• 任务说明: 这篇追思华先生的发言中出现了哪些完整的年月日日期?请逐一列出,并写明每个日期对应的事件。

• 阅读节选:
== == ==

附:
“师恩永恒”
——华师逝世三十年追思会的发言
如果让我写一篇文章,我就要写“师恩永恒——我们的华先生”。这次缅怀、追思华先生的聚会我感觉真有些晚了,在华先生逝世十周年的时候,因为各种原因没有举办(追思会),到二十周年的时候也没能举办,因为杂事缠身,一直拖到了今天。我八十有一了,觉得和大家做这件事的机会不多了,所以抓紧时间在今天和大家相约,一起相聚追思华师。
这些年真是玉树凋零,华先生诞辰是1909年6月7日, 1981年1月22日华先生辞世,享年七十二岁,走得太早了。到了2000年7月9日华师母也追随华先生而去。这时,华先生的恩师俞平伯先生也过世多年,还有华先生的挚友、史学家李鼎芳先生也已经走了二十多年了。

== == ==

指点数据节选:
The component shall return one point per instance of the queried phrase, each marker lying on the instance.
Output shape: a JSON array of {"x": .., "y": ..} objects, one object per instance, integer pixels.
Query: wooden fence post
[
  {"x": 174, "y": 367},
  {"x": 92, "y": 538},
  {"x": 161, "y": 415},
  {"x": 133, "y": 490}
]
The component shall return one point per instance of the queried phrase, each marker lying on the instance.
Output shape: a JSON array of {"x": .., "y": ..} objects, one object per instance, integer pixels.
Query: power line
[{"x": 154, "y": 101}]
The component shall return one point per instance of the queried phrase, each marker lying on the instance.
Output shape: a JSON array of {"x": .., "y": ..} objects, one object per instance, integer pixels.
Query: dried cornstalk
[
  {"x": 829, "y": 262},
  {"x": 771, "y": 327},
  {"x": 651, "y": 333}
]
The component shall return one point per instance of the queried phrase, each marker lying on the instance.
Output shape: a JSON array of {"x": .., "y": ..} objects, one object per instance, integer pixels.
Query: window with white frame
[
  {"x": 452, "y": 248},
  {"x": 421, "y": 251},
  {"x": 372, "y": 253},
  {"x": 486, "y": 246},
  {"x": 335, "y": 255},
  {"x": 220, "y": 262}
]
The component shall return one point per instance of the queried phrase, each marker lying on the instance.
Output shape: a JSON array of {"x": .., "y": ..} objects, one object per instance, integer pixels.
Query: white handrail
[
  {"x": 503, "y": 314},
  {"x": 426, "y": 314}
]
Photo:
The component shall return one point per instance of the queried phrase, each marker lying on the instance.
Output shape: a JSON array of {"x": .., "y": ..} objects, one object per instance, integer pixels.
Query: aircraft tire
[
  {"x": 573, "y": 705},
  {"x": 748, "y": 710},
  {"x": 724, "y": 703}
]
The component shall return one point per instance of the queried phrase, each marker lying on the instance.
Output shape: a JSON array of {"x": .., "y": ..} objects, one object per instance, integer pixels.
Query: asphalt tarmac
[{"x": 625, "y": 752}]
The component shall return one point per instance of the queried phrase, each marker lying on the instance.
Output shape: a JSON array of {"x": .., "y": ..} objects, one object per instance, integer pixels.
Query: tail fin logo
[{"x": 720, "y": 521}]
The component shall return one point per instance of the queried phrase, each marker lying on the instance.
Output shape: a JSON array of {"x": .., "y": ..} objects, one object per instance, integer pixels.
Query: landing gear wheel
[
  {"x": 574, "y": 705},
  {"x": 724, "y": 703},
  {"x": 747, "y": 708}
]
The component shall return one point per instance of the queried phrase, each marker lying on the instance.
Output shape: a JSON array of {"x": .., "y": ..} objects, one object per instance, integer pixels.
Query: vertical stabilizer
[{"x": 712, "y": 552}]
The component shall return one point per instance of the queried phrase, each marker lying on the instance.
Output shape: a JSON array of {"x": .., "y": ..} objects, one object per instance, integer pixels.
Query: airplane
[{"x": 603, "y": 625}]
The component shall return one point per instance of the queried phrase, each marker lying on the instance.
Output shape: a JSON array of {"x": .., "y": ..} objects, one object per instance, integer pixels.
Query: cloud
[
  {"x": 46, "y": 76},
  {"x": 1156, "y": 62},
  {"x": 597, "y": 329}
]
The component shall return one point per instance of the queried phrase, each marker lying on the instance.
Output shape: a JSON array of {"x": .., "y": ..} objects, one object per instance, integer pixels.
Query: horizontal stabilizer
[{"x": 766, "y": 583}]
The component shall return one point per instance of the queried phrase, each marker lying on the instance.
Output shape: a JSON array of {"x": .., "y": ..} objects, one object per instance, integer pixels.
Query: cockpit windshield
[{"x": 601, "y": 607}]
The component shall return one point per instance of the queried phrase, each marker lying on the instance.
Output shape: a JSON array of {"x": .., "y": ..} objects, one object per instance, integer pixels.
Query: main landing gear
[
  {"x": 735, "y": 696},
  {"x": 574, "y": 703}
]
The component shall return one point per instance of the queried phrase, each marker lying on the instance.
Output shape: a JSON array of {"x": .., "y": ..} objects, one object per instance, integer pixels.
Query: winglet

== == ==

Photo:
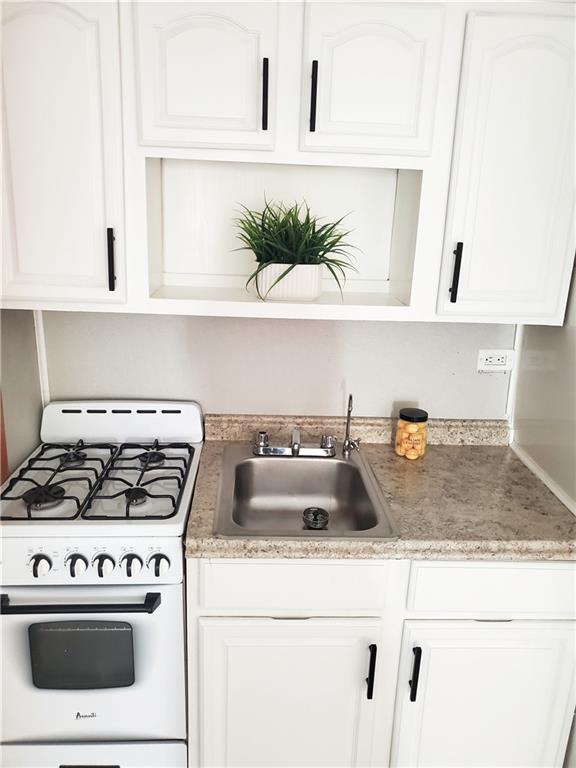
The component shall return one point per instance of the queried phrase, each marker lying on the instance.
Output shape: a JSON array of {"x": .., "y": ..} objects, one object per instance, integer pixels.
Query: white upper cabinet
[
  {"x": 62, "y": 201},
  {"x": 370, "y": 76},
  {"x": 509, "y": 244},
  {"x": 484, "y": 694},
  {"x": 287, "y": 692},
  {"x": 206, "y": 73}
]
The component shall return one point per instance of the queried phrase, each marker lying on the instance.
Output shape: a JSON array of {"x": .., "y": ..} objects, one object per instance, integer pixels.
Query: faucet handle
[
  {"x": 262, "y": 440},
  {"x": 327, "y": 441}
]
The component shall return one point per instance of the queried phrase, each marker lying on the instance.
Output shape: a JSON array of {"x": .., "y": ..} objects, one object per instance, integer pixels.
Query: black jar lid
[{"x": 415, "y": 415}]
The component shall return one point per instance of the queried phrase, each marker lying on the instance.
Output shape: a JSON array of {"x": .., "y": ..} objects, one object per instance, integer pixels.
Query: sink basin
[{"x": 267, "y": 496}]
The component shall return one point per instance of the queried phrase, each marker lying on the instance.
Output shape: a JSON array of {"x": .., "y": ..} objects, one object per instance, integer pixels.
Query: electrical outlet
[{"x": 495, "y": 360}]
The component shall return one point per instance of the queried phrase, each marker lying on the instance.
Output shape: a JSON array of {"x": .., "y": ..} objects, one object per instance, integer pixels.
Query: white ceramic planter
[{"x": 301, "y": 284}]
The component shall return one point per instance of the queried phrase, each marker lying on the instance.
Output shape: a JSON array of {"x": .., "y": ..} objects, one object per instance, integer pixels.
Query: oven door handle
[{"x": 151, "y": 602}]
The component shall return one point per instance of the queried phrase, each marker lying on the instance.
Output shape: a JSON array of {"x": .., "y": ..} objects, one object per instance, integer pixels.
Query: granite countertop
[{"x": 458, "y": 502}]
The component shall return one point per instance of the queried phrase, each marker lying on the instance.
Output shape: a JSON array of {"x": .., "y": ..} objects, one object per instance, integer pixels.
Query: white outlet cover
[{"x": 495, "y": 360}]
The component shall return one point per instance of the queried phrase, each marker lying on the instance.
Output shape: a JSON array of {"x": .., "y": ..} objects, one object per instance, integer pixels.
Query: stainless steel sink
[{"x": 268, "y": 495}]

== == ==

• 任务答复:
- 1909年6月7日:华先生诞辰
- 1981年1月22日:华先生辞世
- 2000年7月9日:华师母追随华先生而去